=== Begin Enclosure ===

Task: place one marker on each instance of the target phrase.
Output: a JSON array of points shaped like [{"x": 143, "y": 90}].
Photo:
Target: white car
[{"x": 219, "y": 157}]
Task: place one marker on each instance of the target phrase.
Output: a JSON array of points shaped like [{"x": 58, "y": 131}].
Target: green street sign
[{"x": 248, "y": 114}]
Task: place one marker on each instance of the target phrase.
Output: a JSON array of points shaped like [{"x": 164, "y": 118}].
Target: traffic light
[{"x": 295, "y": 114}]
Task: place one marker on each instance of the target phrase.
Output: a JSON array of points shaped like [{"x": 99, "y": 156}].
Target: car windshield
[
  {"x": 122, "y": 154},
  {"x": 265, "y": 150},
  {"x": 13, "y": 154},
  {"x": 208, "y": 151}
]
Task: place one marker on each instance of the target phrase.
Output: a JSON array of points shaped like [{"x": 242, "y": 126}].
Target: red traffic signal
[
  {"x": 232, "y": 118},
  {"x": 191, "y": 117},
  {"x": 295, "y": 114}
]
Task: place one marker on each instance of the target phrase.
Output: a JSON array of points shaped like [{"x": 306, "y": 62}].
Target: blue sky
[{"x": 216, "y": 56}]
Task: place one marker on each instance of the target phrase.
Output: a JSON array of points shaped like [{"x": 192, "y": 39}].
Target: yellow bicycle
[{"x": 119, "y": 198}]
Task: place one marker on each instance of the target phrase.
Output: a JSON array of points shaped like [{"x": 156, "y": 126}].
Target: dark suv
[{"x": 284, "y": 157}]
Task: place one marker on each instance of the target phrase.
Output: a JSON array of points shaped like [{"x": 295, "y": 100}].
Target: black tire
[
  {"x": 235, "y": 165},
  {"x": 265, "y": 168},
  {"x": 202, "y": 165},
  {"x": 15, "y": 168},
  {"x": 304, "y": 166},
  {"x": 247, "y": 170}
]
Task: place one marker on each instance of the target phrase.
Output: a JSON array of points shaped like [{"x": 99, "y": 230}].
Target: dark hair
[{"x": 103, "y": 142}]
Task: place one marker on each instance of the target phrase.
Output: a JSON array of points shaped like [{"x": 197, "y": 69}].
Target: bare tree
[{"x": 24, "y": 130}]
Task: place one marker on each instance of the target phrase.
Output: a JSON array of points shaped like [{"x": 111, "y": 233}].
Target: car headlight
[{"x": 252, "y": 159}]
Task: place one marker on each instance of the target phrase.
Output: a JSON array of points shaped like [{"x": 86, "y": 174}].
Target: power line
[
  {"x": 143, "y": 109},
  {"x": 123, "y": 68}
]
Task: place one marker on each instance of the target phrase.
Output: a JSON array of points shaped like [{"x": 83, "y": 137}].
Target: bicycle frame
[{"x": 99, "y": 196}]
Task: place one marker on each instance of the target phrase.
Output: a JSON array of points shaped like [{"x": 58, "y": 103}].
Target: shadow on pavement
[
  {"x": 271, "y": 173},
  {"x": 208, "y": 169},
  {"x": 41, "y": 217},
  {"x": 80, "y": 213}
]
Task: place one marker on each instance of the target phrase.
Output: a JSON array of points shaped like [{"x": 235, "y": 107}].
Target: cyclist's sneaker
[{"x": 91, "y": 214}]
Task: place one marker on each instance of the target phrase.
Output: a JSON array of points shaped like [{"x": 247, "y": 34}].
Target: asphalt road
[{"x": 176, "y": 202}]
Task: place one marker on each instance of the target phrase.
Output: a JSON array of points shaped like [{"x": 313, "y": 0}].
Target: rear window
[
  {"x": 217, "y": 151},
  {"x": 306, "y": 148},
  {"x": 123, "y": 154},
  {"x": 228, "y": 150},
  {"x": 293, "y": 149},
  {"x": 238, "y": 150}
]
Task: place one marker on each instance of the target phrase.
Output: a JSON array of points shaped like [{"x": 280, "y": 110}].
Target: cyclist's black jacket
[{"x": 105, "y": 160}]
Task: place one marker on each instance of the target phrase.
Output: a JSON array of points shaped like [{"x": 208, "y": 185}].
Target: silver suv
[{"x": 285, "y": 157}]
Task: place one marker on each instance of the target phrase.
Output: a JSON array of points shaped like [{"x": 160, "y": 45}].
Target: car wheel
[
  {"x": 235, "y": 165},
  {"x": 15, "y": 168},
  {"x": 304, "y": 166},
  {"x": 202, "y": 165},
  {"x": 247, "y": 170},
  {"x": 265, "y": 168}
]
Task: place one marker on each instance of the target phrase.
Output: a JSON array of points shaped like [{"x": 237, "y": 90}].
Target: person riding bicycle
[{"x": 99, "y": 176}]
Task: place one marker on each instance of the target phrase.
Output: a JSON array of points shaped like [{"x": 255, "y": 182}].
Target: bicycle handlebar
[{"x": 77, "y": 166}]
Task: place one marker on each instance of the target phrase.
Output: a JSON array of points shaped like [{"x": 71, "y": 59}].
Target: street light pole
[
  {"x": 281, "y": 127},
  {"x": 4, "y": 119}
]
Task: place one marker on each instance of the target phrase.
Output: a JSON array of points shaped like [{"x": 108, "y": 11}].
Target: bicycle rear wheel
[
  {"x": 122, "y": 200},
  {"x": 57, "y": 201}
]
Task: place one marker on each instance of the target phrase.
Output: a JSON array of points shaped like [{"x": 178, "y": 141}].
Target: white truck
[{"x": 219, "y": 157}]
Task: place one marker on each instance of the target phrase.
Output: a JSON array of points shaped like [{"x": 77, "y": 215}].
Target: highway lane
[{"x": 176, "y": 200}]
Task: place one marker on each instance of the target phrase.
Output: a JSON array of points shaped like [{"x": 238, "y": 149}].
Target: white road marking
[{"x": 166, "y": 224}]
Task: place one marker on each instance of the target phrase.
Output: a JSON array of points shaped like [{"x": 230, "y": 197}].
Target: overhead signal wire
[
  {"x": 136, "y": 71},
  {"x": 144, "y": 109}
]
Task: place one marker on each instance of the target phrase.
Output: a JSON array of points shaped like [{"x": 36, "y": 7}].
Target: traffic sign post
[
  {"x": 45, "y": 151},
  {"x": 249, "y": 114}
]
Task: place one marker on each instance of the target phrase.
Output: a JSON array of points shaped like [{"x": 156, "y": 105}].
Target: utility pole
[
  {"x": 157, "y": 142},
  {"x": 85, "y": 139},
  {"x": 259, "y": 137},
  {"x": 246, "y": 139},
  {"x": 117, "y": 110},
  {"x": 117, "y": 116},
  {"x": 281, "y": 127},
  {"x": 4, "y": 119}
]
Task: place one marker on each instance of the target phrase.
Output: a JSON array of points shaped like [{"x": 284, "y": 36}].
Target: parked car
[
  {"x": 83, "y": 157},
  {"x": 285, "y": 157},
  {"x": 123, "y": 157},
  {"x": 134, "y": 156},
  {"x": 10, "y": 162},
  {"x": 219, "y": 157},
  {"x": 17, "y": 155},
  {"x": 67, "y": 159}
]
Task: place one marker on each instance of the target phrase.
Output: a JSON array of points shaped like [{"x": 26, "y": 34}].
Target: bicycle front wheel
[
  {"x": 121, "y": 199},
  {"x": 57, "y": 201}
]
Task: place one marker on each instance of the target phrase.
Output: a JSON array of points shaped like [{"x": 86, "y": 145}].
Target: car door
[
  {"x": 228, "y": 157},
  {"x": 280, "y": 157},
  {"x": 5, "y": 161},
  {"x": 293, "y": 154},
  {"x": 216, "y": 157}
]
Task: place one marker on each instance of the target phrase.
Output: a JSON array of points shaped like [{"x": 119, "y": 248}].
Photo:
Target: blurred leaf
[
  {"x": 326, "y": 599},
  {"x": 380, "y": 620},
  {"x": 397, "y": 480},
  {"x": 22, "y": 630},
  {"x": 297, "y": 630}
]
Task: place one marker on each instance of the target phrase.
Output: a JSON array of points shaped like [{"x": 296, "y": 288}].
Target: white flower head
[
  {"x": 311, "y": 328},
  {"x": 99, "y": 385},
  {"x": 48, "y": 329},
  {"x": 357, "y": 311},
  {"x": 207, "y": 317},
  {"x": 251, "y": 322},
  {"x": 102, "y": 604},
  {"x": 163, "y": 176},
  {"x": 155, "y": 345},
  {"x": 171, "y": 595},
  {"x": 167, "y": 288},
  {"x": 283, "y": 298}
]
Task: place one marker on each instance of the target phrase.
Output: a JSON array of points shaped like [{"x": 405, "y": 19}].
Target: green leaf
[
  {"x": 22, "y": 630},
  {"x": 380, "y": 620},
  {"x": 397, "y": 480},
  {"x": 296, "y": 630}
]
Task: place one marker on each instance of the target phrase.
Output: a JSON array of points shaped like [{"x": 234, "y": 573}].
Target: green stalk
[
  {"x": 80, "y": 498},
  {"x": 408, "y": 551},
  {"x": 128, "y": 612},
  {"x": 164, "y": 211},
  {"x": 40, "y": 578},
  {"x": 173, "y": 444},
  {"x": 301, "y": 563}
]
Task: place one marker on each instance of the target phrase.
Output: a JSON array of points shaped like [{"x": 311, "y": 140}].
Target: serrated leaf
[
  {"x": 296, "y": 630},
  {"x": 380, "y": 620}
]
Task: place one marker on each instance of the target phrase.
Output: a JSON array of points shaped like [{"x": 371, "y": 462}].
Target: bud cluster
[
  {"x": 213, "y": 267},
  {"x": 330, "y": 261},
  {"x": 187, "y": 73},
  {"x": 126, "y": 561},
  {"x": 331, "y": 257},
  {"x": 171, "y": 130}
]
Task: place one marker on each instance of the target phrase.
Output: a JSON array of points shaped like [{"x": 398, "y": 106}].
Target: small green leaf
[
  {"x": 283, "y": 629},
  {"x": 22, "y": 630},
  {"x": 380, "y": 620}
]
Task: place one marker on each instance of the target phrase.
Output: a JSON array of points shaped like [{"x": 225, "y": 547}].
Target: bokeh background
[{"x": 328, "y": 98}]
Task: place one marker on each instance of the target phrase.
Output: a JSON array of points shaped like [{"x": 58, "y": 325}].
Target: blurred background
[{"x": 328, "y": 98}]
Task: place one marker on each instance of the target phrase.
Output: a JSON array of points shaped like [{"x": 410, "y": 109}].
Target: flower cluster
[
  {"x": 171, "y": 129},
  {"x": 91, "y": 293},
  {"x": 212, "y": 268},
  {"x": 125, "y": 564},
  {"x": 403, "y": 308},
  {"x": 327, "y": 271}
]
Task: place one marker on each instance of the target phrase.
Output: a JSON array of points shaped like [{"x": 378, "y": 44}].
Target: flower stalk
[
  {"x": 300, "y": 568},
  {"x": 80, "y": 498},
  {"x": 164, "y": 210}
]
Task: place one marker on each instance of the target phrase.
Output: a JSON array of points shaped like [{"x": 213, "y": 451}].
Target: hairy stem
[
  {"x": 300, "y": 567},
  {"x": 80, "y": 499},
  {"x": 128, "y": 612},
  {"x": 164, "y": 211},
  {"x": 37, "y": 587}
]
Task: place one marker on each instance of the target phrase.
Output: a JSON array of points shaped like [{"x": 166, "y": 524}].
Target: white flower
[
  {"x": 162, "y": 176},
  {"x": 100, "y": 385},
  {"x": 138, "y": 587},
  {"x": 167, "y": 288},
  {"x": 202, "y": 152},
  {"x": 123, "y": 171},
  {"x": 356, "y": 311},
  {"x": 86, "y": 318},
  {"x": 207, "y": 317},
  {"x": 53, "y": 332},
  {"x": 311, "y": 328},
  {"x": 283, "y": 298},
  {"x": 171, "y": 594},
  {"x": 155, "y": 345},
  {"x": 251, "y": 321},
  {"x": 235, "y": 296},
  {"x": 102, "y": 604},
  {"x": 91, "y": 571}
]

=== End Enclosure ===

Nothing but the lines from the one containing "Target: flower cluster" through the last line of the data above should be given again, each exactly as it stands.

Target: flower cluster
[
  {"x": 171, "y": 129},
  {"x": 91, "y": 293},
  {"x": 212, "y": 268},
  {"x": 125, "y": 564},
  {"x": 403, "y": 308},
  {"x": 327, "y": 271}
]
Task: place one marker on each instance of the target phrase.
Output: a JSON array of points shaped like [{"x": 378, "y": 44}].
Target: flower stalk
[
  {"x": 300, "y": 568},
  {"x": 80, "y": 498},
  {"x": 164, "y": 210}
]
Task: place one marker on each instance of the target phrase.
Output: a JSON array of points shaped like [{"x": 213, "y": 451}].
Target: hairy stem
[
  {"x": 300, "y": 567},
  {"x": 80, "y": 499},
  {"x": 128, "y": 612},
  {"x": 164, "y": 211},
  {"x": 37, "y": 587}
]
Task: place one marker on each instance of the target phrase.
Output: a JSON array of points shaped like [{"x": 166, "y": 524}].
Target: white flower
[
  {"x": 162, "y": 176},
  {"x": 100, "y": 385},
  {"x": 138, "y": 587},
  {"x": 167, "y": 288},
  {"x": 202, "y": 152},
  {"x": 123, "y": 171},
  {"x": 356, "y": 311},
  {"x": 86, "y": 318},
  {"x": 207, "y": 317},
  {"x": 53, "y": 332},
  {"x": 311, "y": 328},
  {"x": 283, "y": 298},
  {"x": 171, "y": 594},
  {"x": 155, "y": 345},
  {"x": 251, "y": 321},
  {"x": 235, "y": 296},
  {"x": 102, "y": 604},
  {"x": 91, "y": 571}
]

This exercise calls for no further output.